##### Selected text #####

Big Bill Morganfield finds his own way 

A son's big blues journey

"It's been a long journey for me, man," chuckles blues man William "Big Bill" Morganfield. Due in town for a two-night stint at the newly-opened Home Team BBQ on Sullivan's Island, the Atlanta-based singer/guitarist is staying busy on the road this summer behind his recent album Born Lover. To him, it's just one of many steps on a musical adventure.

"I'm just starting to hone in on a lot of things, you know, like my guitar sound," he says. "Over the years, I've been searchin' and strugglin' and searchin' ... I'm satisfied one minute, and the next minute I'm not."

Morganfield may be searching for just the right amplifier tones, vocal inflections, and rhythmic grooves to emphasize his musical personality, but he will forever be tagged as the son of McKinley Morganfield — better known as the legendary blues singer Muddy Waters, a man who balanced the harmonica-tinged wail of country and Delta blues and the rolling, amplified boogie of Chicago.

"I've been doing this professionally for 13 years," Morganfield says. "It seems like in the beginning, it was 'Muddy Waters' son' and 'He's the son of Muddy Waters,' and that whole movement tying me into my daddy, which is something I didn't dislike. I'm very proud of my father and his accomplishments, and to be recognized as his son on the national level was great, you know. But I always knew — in my own mind and in talking to my father — that I had to be my own man. I couldn't go out and just play Muddy Waters tunes. There's no real value in that. I do recognize that people have a certain respect for guys in the business like me who try to take it to a different level and try to develop their own thing."

Morganfield was raised by his grandmother in southern Florida. He only gradually got into playing music as a serious vocation and profession after years of working as a teacher — several years after his father passed away in 1983. Morganfield's 1999 debut Rising Son — a boogie collection produced by Muddy's longtime guitarist, Bob Margolin (who also played on the album) — won a warm reception from blues fans and praise from critics. In one album review, Guitar Player said that Morganfield's album would have brought a smile to his father's face. The following year, the W.C. Handy Awards dubbed Waters' son the "Best New Blues Artist."

##### Data for analysis #####

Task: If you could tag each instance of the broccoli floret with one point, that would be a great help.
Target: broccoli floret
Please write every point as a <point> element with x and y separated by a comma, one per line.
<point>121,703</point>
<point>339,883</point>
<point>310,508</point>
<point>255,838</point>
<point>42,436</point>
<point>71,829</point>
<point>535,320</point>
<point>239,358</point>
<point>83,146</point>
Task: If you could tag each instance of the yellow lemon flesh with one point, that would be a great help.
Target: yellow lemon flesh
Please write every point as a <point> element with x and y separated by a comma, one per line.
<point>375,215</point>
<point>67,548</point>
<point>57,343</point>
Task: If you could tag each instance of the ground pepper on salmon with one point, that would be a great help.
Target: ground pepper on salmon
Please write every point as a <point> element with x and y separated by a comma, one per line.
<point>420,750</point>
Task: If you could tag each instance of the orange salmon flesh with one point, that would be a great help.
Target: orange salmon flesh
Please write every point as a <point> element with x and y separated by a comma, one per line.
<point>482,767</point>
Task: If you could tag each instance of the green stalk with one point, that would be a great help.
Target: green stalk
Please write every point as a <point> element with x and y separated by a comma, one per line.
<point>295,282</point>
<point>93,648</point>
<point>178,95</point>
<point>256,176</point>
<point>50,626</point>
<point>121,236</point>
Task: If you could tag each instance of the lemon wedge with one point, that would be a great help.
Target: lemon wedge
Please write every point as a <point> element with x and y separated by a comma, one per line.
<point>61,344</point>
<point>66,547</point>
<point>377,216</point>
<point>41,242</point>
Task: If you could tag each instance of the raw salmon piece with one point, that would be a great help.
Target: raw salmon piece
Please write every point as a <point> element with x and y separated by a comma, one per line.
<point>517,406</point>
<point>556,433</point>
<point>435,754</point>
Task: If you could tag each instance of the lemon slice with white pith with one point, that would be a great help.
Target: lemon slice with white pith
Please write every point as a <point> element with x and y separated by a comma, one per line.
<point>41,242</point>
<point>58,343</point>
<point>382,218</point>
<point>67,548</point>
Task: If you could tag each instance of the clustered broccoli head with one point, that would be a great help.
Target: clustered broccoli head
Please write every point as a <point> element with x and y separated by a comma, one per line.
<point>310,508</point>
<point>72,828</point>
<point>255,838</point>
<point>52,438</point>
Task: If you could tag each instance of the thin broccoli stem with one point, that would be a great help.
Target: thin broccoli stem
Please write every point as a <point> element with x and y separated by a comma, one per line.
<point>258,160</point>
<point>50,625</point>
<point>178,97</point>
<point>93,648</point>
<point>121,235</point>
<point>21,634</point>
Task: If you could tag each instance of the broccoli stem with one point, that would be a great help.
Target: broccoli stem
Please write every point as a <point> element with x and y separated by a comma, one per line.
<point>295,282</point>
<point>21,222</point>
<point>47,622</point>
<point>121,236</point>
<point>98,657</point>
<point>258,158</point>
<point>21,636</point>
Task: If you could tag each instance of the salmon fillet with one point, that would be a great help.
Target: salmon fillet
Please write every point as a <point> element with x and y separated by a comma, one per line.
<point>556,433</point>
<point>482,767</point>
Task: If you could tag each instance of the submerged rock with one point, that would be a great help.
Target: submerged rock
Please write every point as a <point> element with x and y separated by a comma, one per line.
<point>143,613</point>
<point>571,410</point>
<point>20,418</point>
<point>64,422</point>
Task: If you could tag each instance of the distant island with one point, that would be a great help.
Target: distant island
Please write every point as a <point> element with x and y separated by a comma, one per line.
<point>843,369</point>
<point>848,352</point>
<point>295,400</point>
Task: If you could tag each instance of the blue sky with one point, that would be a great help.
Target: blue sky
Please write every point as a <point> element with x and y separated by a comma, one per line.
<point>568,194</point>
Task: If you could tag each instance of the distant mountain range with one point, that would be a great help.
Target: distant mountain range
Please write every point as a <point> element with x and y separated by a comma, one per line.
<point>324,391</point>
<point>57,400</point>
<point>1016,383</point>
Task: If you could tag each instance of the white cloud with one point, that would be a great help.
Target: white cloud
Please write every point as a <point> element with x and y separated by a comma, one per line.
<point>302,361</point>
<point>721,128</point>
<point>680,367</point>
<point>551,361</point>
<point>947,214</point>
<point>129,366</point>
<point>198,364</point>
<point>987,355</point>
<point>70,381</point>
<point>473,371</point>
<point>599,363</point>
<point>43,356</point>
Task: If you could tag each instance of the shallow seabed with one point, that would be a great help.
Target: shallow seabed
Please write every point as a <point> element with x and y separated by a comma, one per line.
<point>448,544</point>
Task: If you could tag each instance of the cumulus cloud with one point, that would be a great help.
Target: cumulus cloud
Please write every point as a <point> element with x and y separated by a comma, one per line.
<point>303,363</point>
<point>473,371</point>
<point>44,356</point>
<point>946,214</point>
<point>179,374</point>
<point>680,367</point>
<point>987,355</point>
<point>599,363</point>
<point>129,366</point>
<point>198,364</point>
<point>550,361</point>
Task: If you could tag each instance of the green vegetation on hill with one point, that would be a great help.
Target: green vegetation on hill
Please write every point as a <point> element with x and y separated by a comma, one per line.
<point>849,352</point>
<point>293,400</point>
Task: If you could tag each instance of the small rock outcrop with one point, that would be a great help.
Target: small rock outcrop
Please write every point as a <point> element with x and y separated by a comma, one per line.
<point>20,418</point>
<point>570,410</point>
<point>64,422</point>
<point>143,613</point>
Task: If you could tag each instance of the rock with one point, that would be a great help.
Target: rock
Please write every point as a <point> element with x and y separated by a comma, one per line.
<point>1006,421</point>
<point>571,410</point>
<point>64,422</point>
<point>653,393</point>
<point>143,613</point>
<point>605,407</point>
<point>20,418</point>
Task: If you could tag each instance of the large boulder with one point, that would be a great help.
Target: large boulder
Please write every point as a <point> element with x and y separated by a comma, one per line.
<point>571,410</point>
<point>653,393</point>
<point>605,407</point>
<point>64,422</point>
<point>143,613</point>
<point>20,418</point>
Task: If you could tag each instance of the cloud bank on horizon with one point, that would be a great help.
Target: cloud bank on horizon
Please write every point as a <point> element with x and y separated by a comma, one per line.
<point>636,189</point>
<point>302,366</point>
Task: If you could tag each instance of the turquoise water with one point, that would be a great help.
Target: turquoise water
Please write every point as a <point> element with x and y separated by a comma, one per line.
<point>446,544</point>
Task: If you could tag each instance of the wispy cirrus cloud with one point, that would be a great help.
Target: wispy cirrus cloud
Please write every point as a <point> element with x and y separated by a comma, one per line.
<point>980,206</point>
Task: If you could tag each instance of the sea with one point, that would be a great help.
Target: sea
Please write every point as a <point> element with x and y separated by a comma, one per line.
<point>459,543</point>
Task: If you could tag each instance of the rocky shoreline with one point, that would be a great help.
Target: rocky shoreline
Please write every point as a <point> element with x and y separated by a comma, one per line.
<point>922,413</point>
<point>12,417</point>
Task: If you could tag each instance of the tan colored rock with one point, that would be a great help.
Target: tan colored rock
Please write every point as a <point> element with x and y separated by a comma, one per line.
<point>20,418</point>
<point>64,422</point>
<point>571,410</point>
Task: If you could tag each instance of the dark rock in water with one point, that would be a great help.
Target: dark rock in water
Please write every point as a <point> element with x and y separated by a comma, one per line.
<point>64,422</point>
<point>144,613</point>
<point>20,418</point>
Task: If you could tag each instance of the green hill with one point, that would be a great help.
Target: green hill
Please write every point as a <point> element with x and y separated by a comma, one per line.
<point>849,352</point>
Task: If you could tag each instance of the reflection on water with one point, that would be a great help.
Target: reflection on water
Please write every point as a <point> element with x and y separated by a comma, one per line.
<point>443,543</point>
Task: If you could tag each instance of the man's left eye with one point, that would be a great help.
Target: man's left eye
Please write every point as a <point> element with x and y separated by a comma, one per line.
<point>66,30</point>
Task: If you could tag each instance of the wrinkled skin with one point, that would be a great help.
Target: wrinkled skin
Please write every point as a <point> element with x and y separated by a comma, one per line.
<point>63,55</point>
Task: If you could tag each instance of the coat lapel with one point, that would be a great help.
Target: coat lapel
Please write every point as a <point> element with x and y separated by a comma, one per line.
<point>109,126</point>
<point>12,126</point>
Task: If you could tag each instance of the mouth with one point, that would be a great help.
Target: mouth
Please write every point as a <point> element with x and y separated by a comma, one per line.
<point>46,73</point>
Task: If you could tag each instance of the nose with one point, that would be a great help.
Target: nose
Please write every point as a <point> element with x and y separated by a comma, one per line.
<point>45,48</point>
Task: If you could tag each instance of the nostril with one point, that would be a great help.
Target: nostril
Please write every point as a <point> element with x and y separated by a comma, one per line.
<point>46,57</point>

#####
##### Data for analysis #####

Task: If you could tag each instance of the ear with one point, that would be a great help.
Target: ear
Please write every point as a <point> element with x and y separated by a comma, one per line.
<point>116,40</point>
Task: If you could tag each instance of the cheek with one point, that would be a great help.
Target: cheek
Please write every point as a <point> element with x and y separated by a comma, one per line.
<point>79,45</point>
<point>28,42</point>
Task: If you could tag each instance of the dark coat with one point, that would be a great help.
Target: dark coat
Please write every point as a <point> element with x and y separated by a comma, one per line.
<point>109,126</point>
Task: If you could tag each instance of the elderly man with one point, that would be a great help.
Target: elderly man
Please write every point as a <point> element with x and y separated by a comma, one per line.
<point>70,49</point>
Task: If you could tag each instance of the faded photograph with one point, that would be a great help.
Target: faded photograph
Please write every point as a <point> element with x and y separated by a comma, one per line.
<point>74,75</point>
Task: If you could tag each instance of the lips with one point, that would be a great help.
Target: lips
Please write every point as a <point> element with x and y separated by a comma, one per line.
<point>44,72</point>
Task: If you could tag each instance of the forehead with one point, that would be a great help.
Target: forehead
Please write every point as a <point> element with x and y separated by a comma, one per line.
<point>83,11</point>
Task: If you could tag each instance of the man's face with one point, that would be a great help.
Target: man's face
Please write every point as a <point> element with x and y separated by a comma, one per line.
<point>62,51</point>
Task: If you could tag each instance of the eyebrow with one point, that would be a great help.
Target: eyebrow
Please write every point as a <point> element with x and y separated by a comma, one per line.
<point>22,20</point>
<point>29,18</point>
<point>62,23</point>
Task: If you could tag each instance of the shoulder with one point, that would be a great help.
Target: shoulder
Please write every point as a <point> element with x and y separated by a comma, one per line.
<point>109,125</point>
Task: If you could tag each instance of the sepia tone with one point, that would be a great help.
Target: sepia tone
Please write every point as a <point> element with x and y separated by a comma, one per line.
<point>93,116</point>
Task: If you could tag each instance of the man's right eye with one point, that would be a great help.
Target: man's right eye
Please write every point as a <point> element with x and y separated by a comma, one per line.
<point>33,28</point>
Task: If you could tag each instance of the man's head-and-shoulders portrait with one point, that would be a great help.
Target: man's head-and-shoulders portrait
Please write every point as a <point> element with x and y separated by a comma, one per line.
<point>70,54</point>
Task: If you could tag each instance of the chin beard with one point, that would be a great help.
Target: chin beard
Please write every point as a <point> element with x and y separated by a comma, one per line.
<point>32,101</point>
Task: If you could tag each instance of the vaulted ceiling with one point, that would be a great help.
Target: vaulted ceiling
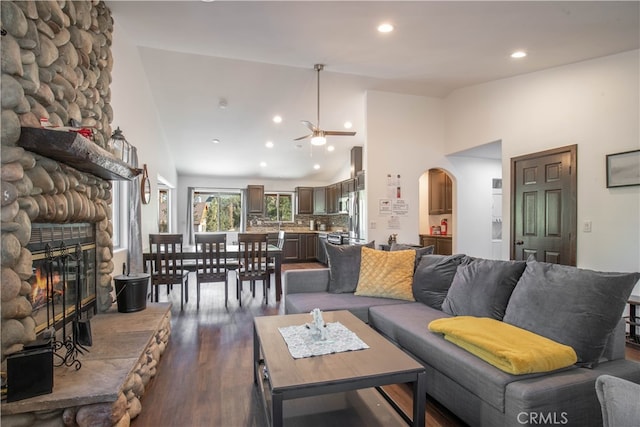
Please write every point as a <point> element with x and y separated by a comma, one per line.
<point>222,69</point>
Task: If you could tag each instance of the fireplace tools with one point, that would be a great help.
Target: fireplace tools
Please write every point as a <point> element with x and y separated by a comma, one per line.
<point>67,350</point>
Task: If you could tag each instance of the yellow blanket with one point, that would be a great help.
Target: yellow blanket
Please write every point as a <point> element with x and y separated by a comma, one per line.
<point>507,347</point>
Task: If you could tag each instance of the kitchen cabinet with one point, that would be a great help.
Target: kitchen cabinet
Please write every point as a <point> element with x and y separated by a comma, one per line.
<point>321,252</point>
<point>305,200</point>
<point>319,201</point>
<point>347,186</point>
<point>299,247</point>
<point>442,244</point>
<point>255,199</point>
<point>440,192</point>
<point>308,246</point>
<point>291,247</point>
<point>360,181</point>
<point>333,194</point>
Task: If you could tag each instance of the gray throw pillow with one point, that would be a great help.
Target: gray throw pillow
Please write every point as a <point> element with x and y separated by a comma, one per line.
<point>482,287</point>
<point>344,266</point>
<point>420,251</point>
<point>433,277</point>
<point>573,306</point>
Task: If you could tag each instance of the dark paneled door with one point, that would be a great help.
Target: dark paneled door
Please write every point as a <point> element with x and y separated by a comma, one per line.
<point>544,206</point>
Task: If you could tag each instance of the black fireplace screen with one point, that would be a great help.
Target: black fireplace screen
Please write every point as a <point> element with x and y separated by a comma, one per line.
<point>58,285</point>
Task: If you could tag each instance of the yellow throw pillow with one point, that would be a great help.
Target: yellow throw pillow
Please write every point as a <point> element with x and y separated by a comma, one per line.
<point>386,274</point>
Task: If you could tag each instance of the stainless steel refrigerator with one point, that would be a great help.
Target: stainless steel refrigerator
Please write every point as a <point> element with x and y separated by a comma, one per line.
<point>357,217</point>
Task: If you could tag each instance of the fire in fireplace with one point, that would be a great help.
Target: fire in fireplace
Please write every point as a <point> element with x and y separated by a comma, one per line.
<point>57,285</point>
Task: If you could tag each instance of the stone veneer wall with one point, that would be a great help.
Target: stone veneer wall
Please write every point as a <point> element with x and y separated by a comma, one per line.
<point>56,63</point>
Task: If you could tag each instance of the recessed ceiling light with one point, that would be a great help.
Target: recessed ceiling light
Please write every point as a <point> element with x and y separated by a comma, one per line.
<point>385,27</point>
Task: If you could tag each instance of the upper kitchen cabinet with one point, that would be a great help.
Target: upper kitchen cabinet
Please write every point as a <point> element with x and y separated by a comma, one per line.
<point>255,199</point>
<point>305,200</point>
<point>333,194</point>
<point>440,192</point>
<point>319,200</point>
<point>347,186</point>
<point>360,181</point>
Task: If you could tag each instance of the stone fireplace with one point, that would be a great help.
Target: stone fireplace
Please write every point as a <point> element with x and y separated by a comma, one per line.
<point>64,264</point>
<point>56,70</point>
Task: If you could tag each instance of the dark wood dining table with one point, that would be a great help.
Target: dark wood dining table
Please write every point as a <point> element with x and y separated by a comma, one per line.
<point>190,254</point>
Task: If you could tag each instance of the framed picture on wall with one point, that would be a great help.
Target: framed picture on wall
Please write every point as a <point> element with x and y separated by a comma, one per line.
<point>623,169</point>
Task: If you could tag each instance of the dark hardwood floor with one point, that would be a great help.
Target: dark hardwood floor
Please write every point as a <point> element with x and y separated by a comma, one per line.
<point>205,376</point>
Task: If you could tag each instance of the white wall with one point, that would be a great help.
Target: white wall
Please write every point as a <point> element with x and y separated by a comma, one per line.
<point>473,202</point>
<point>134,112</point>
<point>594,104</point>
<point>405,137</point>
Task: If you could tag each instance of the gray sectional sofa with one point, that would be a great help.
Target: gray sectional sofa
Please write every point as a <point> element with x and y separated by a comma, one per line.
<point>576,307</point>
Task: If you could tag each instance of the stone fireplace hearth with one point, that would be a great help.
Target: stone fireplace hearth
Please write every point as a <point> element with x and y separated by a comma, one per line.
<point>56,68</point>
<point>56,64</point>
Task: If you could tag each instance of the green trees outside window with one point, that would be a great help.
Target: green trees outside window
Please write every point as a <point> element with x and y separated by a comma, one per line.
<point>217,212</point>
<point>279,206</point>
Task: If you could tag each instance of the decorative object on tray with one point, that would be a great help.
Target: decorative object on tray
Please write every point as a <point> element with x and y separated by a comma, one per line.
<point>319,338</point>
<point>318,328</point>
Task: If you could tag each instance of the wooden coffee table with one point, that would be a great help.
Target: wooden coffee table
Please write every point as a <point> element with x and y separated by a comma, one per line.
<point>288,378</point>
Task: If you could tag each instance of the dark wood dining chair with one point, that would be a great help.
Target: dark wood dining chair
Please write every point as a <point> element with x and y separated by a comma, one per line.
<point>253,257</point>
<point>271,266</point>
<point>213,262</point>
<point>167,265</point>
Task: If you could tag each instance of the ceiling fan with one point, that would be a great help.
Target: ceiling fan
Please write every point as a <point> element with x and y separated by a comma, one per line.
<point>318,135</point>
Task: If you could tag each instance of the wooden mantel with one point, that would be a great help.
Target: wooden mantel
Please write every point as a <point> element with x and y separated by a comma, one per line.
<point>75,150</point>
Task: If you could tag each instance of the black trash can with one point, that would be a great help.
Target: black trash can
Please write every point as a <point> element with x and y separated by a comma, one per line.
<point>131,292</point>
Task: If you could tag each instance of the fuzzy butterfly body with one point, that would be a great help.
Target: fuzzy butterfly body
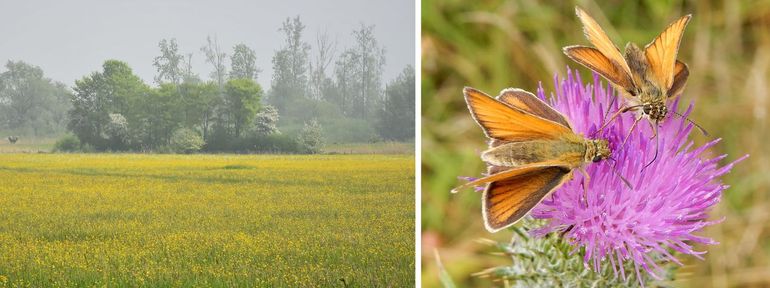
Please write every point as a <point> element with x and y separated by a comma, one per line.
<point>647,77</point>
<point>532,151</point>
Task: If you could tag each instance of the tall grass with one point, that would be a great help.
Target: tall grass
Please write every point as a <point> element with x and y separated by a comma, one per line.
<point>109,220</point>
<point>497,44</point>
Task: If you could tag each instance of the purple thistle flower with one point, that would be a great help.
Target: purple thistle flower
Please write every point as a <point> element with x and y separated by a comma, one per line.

#####
##### Data for analysis #####

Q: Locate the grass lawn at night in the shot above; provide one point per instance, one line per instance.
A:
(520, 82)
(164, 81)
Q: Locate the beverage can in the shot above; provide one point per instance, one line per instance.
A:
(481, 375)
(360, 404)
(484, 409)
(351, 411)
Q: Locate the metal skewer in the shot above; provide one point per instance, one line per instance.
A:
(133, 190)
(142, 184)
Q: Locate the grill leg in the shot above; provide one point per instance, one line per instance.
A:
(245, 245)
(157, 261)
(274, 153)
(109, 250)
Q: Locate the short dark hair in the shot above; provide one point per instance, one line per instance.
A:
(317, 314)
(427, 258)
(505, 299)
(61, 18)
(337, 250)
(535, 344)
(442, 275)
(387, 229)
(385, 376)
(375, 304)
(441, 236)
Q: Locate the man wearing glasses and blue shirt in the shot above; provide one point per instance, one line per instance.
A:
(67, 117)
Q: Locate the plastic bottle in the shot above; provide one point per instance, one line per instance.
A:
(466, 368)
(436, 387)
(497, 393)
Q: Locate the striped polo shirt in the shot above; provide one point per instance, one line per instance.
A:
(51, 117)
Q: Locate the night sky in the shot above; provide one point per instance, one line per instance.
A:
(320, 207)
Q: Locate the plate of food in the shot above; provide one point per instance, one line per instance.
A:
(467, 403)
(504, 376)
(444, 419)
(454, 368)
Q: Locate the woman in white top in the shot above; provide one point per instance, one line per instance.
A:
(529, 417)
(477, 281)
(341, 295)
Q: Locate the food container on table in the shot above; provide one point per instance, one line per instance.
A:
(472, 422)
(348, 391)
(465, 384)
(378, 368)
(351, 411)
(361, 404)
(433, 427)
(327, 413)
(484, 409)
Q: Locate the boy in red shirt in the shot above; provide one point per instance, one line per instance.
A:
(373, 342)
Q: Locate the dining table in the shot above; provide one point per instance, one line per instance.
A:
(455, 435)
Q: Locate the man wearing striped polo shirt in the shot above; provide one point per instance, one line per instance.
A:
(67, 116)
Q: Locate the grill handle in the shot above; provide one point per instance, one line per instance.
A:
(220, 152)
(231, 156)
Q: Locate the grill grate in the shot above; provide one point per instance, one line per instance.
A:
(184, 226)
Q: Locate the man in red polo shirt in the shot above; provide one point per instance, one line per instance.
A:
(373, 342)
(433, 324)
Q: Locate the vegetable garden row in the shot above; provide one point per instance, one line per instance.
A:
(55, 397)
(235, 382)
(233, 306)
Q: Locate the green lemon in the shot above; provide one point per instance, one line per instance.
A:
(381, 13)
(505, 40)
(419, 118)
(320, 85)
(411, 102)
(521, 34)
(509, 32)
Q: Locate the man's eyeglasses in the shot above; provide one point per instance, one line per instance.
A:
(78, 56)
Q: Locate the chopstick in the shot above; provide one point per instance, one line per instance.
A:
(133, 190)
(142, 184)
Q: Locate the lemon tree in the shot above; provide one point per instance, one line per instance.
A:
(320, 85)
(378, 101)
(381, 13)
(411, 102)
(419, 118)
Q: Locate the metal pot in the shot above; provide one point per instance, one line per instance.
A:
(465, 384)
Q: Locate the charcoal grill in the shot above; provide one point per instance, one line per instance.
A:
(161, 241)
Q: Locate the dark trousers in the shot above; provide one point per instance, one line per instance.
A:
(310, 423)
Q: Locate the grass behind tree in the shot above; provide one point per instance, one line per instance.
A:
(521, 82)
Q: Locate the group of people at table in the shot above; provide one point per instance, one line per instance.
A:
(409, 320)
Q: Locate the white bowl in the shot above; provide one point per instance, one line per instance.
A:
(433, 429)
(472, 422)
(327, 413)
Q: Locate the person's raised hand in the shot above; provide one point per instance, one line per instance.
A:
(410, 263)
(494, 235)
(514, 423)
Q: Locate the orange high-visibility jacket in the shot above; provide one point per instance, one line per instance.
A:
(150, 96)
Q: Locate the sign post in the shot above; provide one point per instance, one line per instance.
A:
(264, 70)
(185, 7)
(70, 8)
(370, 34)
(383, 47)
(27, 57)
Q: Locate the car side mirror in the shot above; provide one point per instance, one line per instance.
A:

#####

Task to carry out: Reproduce the article about Big Bill Morganfield word for word, from "Big Bill Morganfield" to "a musical adventure.".

Answer to the problem:
Big Bill Morganfield finds his own way 

A son's big blues journey

"It's been a long journey for me, man," chuckles blues man William "Big Bill" Morganfield. Due in town for a two-night stint at the newly-opened Home Team BBQ on Sullivan's Island, the Atlanta-based singer/guitarist is staying busy on the road this summer behind his recent album Born Lover. To him, it's just one of many steps on a musical adventure.